WHAT TO DO -
Put every line of the records below into a numbered list, skipping blank lines and leaving out the pictures.

[Records from a data source]

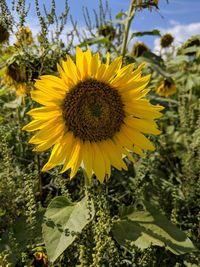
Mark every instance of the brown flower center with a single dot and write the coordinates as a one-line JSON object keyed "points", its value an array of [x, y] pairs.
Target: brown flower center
{"points": [[93, 110]]}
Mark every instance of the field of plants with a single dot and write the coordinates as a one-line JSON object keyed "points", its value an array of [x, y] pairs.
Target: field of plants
{"points": [[99, 140]]}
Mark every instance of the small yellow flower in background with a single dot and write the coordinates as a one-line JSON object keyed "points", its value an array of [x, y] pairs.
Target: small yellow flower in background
{"points": [[4, 34], [24, 36], [92, 115], [166, 88], [107, 31], [166, 40], [138, 49]]}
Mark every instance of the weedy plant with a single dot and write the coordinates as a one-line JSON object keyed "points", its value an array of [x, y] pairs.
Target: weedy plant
{"points": [[113, 178]]}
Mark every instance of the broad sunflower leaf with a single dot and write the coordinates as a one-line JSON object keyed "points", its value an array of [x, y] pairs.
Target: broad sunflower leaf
{"points": [[146, 228], [63, 220]]}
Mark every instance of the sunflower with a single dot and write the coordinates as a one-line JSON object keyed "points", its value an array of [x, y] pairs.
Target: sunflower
{"points": [[166, 88], [139, 49], [93, 115], [166, 40]]}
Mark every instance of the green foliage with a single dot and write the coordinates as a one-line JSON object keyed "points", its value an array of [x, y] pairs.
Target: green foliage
{"points": [[146, 228], [116, 224], [63, 222]]}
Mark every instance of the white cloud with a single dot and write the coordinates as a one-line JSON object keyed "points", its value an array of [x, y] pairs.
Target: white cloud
{"points": [[181, 33]]}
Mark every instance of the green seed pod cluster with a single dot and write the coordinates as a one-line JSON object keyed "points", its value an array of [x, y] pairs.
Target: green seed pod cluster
{"points": [[4, 34]]}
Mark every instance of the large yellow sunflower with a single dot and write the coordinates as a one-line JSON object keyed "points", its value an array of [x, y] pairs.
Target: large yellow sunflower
{"points": [[92, 115]]}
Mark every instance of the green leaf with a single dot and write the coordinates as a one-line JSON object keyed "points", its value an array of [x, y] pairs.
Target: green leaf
{"points": [[153, 32], [120, 15], [21, 233], [146, 228], [63, 221]]}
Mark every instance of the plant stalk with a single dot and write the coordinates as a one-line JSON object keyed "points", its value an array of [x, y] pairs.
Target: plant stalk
{"points": [[130, 17]]}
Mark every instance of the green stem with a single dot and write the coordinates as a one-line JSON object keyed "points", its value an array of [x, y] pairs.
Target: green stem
{"points": [[130, 17]]}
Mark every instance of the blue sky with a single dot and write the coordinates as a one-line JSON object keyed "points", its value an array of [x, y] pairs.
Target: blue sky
{"points": [[180, 17]]}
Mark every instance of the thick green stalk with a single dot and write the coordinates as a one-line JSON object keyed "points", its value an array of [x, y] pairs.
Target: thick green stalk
{"points": [[130, 17]]}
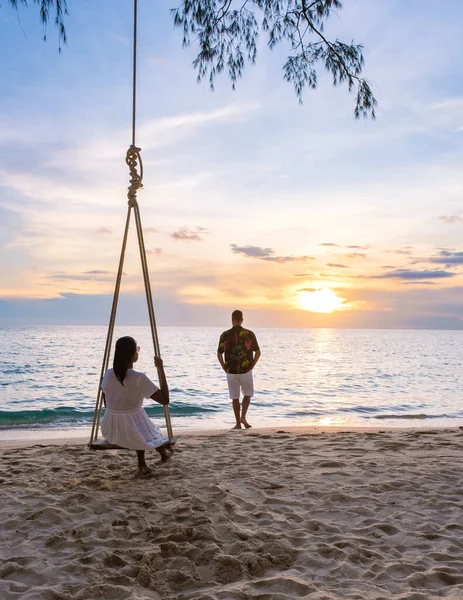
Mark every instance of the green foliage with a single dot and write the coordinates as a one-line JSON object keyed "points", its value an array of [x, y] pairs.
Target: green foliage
{"points": [[227, 35], [47, 9]]}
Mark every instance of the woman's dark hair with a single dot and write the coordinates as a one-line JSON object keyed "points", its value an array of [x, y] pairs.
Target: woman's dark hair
{"points": [[126, 347]]}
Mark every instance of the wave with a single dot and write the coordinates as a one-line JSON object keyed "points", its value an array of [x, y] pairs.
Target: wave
{"points": [[72, 417], [419, 416]]}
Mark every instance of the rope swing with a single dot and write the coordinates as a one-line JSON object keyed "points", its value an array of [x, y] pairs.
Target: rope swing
{"points": [[134, 162]]}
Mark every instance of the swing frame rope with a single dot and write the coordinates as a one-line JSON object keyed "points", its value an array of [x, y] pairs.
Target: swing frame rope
{"points": [[134, 162]]}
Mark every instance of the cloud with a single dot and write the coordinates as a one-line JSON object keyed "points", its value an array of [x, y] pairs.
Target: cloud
{"points": [[185, 234], [85, 276], [353, 255], [337, 265], [405, 275], [450, 219], [406, 251], [252, 251], [447, 258], [419, 282], [266, 254]]}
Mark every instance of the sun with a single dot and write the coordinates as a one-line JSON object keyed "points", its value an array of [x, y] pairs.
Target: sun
{"points": [[324, 300]]}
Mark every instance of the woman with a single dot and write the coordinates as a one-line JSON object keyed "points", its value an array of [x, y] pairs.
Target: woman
{"points": [[125, 422]]}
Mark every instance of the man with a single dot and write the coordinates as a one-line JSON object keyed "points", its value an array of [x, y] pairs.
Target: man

OUTPUT OF THE EXERCISE -
1. Mark every instance of the brown flower center with a single dot and write the coordinates as a one-line JSON object keyed "points", its value an array of [x, y] pairs.
2. Target: brown flower center
3. {"points": [[93, 110]]}
4. Mark every instance of the field of plants with a single dot and write the coordinates as a one-line JSON object keyed "points", its value an array of [x, y] pairs.
5. Target: field of plants
6. {"points": [[99, 140]]}
7. Mark every instance of the small yellow flower in background with a single dot and write the coordinates as a one-line JSON object keyed "points", its value an array of [x, y] pairs.
8. Target: small yellow flower in background
9. {"points": [[4, 34], [24, 36], [92, 115], [166, 88], [107, 31], [166, 40], [138, 49]]}
10. Mark every instance of the weedy plant with a single dot and write the coordinates as a one-line JSON object keyed "points", its value an array of [x, y] pairs.
11. Target: weedy plant
12. {"points": [[113, 178]]}
13. Mark every instance of the broad sunflower leaf with a single dot and write the coordinates as a one-line JSON object keyed "points", its value an array of [x, y] pairs.
14. Target: broad sunflower leaf
15. {"points": [[146, 228], [63, 220]]}
16. Mark every instance of the sunflower with a single dot and write the coordinates as a one-line JSON object keyed "points", its value an array of [x, y] pairs.
17. Target: sunflower
18. {"points": [[166, 88], [139, 49], [93, 115], [166, 40]]}
19. Mark every instance of the green foliage with a single dot and write the coordinates as a one-line JSON object keyed "points", its value an array of [x, y] pairs.
20. Target: green foliage
21. {"points": [[146, 228], [116, 224], [63, 222]]}
22. Mark every instance of the white cloud with a single dot and write the coordinates as a one-line JSON object keyed "points", its value an array of [x, y] pairs.
23. Target: white cloud
24. {"points": [[181, 33]]}
25. Mark every instance of the green seed pod cluster with a single dot and write the coordinates as a one-line JSON object keyed "points", its value an array of [x, y] pairs.
26. Target: green seed pod cluster
27. {"points": [[4, 34]]}
28. Mark every instance of the large yellow sunflower with a single dot and write the coordinates as a one-line JSON object keyed "points", its value an array of [x, y] pairs.
29. Target: large yellow sunflower
30. {"points": [[92, 115]]}
31. Mark every instance of the green leaf with a single dot and write the coordinates as a one-line JSON object keyed "points", its value an array of [x, y] pairs.
32. Target: green leaf
33. {"points": [[153, 32], [120, 15], [21, 233], [146, 228], [63, 221]]}
34. Mark every instance of the plant stalk with a single dot and write the coordinates as a one-line JSON object keyed "points", its value an array of [x, y] pairs.
35. Target: plant stalk
36. {"points": [[130, 17]]}
37. Mark every instance of the green stem with a single dot and write the coordinates as a one-line JSON object keyed "points", its value an array of [x, y] pairs.
38. Target: green stem
39. {"points": [[130, 17]]}
40. Mark every instance of the blue sky with a single dot and write the coordinates as a one-line JSON object keyed "points", its value an array of [x, y] pairs.
41. Target: blue sky
42. {"points": [[180, 17]]}
43. Mark every instance of the thick green stalk with a single dot and write the coordinates as a one-line JSON object keyed "points", its value an array of [x, y] pairs.
44. Target: thick green stalk
45. {"points": [[130, 17]]}
46. Mark every instance of the green foliage with a single dot and write the coordinates as a one-line JSON object keyed "points", its value an array of [x, y] pairs.
47. Target: green foliage
48. {"points": [[227, 35], [47, 9]]}
49. Mark every instance of the woman's dark hair with a single dot and write the coordinates as a one-line JSON object keyed "points", its value an array of [x, y] pairs.
50. Target: woman's dark hair
51. {"points": [[126, 347]]}
52. Mark every instance of the wave with a single dot and write the coordinates as a one-line JSON object keyed "points", its value an array of [x, y] pairs.
53. Target: wave
54. {"points": [[72, 417], [419, 416]]}
55. Mark every instance of the rope swing with a single dot and write the coordinates as a one-line JSON object keyed "points", its value an array of [x, y] pairs.
56. Target: rope swing
57. {"points": [[134, 162]]}
58. Mark every instance of the swing frame rope with a single dot and write the coordinates as a one-line JSON object keyed "points", its value an array of [x, y] pairs.
59. Target: swing frame rope
60. {"points": [[134, 162]]}
61. Mark every instance of the cloud with a single dot and write the coordinates as a one-line JSON object keyed "points", its value an array of [x, y] pairs.
62. Target: cloud
63. {"points": [[185, 234], [85, 276], [353, 255], [337, 265], [405, 275], [450, 219], [406, 251], [252, 251], [447, 258], [419, 282], [266, 254]]}
64. Mark every instance of the sun with a single dot and write the coordinates as a one-line JSON object keyed "points", its value an array of [x, y] pairs.
65. Target: sun
66. {"points": [[324, 300]]}
67. Mark every instance of the woman with a single dot and write the coordinates as a one-line JSON object keyed "points", its value an array of [x, y] pairs.
68. Target: woman
69. {"points": [[125, 422]]}
70. Mark every instance of the man with a single dot and write the coordinates as a one-line JSON object keyed "points", its value an array of [x, y] pairs.
71. Target: man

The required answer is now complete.